Request:
Reproduce the rows from the line containing "322, 1095, 754]." through the line containing "[0, 145, 378, 858]", swapping "detection query" for "labeling query" and leaving everything else as it is.

Provided material:
***
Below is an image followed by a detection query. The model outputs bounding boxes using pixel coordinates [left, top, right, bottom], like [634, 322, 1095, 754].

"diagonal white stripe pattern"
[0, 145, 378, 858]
***
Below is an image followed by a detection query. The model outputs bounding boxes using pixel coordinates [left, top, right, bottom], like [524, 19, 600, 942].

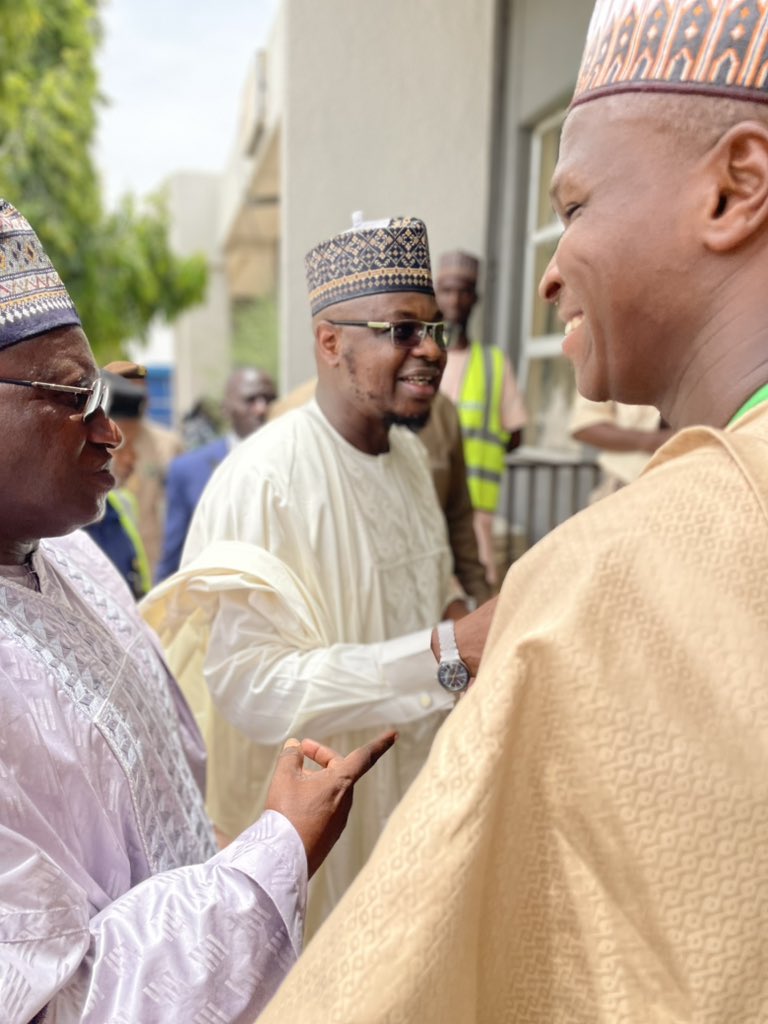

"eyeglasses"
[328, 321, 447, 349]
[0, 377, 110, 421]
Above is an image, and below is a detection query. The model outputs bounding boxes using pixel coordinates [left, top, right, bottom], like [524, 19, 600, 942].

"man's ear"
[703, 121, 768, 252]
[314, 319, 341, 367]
***
Answer:
Below is an image followed by a labeling query. The model outputs bounding boxes using pixel coordinates [left, top, right, bottom], like [634, 322, 1095, 754].

"diagonal white stripe pattern"
[0, 145, 378, 858]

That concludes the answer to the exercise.